- **Job**
What follows are records. Restate all of them word for word.

- **Recorded information**
-- BEGIN --

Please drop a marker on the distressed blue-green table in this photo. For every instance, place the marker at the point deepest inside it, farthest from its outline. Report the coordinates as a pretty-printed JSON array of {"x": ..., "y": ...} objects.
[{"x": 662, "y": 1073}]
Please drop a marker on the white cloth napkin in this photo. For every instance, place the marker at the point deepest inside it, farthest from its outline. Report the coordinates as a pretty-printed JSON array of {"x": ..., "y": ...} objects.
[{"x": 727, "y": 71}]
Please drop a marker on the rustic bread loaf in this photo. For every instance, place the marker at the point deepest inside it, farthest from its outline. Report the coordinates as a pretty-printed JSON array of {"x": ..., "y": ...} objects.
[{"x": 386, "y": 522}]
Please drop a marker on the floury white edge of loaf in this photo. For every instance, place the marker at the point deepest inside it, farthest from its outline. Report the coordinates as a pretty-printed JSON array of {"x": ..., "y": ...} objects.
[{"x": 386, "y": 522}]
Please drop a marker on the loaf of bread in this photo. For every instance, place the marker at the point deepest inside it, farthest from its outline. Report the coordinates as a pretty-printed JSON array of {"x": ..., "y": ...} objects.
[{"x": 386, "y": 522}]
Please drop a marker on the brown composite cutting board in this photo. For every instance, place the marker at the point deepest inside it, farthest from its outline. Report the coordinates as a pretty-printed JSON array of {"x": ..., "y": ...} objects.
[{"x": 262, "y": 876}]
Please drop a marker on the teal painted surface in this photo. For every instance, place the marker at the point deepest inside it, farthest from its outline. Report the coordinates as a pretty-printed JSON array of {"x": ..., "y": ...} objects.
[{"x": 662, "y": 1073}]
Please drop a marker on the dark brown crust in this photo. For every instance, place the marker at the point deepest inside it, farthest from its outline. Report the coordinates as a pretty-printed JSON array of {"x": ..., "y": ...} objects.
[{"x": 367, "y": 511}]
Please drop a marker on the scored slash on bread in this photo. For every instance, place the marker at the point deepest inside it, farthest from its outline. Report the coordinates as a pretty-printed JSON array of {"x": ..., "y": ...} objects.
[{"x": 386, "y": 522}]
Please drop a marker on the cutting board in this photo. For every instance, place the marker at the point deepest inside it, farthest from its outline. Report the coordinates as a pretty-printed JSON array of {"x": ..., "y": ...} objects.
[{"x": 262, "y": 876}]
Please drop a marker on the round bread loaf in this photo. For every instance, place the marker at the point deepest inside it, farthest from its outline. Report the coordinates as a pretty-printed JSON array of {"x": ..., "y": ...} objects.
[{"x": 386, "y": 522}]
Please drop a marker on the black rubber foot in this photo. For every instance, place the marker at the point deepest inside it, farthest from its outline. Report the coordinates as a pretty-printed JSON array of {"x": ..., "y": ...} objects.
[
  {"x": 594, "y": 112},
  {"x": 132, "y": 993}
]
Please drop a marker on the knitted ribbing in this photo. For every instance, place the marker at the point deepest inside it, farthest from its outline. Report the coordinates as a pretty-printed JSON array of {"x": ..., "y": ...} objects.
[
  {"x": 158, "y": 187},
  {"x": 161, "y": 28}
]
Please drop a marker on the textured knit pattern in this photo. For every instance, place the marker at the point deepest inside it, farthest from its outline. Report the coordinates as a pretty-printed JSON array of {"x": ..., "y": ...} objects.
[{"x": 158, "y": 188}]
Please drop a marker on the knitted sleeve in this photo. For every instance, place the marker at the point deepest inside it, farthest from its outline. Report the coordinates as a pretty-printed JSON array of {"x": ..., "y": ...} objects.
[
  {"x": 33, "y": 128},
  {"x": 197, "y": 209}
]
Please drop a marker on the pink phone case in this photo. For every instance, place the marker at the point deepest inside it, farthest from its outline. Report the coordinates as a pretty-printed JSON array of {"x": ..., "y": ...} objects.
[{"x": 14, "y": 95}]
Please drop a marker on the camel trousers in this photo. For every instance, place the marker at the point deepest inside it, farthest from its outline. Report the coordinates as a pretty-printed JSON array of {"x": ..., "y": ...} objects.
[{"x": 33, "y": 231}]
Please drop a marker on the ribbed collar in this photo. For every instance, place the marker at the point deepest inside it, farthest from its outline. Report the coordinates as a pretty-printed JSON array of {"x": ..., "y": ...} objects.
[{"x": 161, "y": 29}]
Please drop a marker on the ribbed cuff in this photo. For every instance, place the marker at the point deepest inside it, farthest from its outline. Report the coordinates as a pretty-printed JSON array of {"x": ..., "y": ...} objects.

-- END --

- **Answer to the task**
Please drop a marker on the distressed blue-green table in this photo. For every instance, place the marker at the point deepest inside it, farthest from its outline. Report the coordinates as a pretty-printed JSON array of {"x": ..., "y": ...} objects.
[{"x": 662, "y": 1073}]
Please drop a marker on the white cloth napkin in this photo. For every instance, place the marker at the point deepest inside it, farthest from its outline. Report the coordinates as a pretty-printed JSON array of {"x": ..., "y": ...} objects.
[{"x": 727, "y": 71}]
Please drop a marker on the rustic bread loaf in this photo. For every instance, place the marker at the point deepest inside it, farthest from its outline. Report the coordinates as a pretty-printed JSON array of {"x": ..., "y": ...} objects.
[{"x": 386, "y": 522}]
Please drop a marker on the floury white edge of loaf in this photo. For every instance, place the marker at the point deepest inside it, farthest from its outline. Report the coordinates as a pretty-printed JSON array of {"x": ..., "y": ...} objects.
[{"x": 386, "y": 522}]
Please drop a marker on the loaf of bread in this photo. For every instance, place the marker at the point deepest inside it, farthest from its outline. Report the coordinates as a pretty-printed JSON array of {"x": ..., "y": ...} objects.
[{"x": 386, "y": 522}]
Please drop a marker on the brown composite cutting board in this photo. For every instance, place the marker at the point deepest inside it, farthest from its outline. Report the coordinates as a pretty-printed JSON array of {"x": ..., "y": ...} objects.
[{"x": 262, "y": 876}]
Please drop a marker on the teal painted surface in this photo. For every instance, place the marker at the point deepest inside it, farthest from its outline. Report the coordinates as a pretty-printed JSON array of {"x": ..., "y": ...} objects.
[{"x": 662, "y": 1073}]
Please drop a marker on the dark brown crust in this photo. For every instance, place the marker at the point deepest inside it, farthest from its outline. Report the coordinates as a pretty-printed JSON array of {"x": ..., "y": ...} objects.
[{"x": 367, "y": 511}]
Please drop a marker on the scored slash on bread in this photo. For every instance, place the marker at the point deepest inside it, farthest from its outline. Report the coordinates as a pretty-printed JSON array of {"x": ..., "y": ...} objects.
[{"x": 386, "y": 522}]
Please drop a marker on the cutting board in this photo. For every instance, place the marker at the point deepest inside it, farthest from its outline. Report the coordinates as a pretty-printed JSON array of {"x": ..., "y": ...} objects.
[{"x": 262, "y": 876}]
Please drop a marker on the round bread loaf in this photo. For every instance, place the marker at the point deepest inside it, farthest from its outline. Report the coordinates as a pretty-printed JSON array of {"x": ..., "y": ...} objects.
[{"x": 386, "y": 522}]
Please drop a marker on the black rubber foot in this photo. For every instance, place the marker at the point deepest inside it, farthest from its outline. Report the coordinates as a pretty-printed JSON array of {"x": ..., "y": ...} objects.
[
  {"x": 594, "y": 112},
  {"x": 132, "y": 993}
]
Please drop a marker on the knitted ribbing in this photo. For every instance, place the marker at the point deepest inside it, farthest from its outline. Report the coordinates as a pretty-printed JSON array of {"x": ..., "y": ...} objects.
[
  {"x": 158, "y": 187},
  {"x": 161, "y": 28}
]
Please drop a marker on the textured knit pattern in this photo. For every instance, place the marker at the point deepest inside it, farthest from its outline. Report the coordinates as a pretty-printed JSON array of {"x": ..., "y": ...} objects.
[{"x": 158, "y": 188}]
Please drop a marker on the knitted sleeve in this photo. For every instance, place the marker at the point deepest inside it, farthest from its outline. Report the coordinates as a pretty-printed JSON array of {"x": ..., "y": ...} objects.
[
  {"x": 33, "y": 128},
  {"x": 197, "y": 209}
]
Please drop a marker on the pink phone case in this photo. For every instance, place the marker at the point deepest inside it, farthest from its outline. Report the coordinates as a pretty-printed JSON array of {"x": ..., "y": ...} objects.
[{"x": 14, "y": 95}]
Please drop a marker on the camel trousers in this photo. For every instance, place the marker at the point deepest inside it, farthest from its outline. Report the coordinates as a pretty-printed JSON array of {"x": ..., "y": ...} objects.
[{"x": 33, "y": 231}]
Please drop a marker on the ribbed collar in this photo. For every instance, place the marker at the point deepest inside it, farthest from its outline. Report the coordinates as a pretty-printed JSON array of {"x": ..., "y": ...} objects.
[{"x": 161, "y": 29}]
Please drop a marker on the ribbed cuff in this photo. For every instance, place the marker at the point deepest inside it, farthest from its outline. Report the coordinates as a pretty-printed JSON array of {"x": ..., "y": ...} objects.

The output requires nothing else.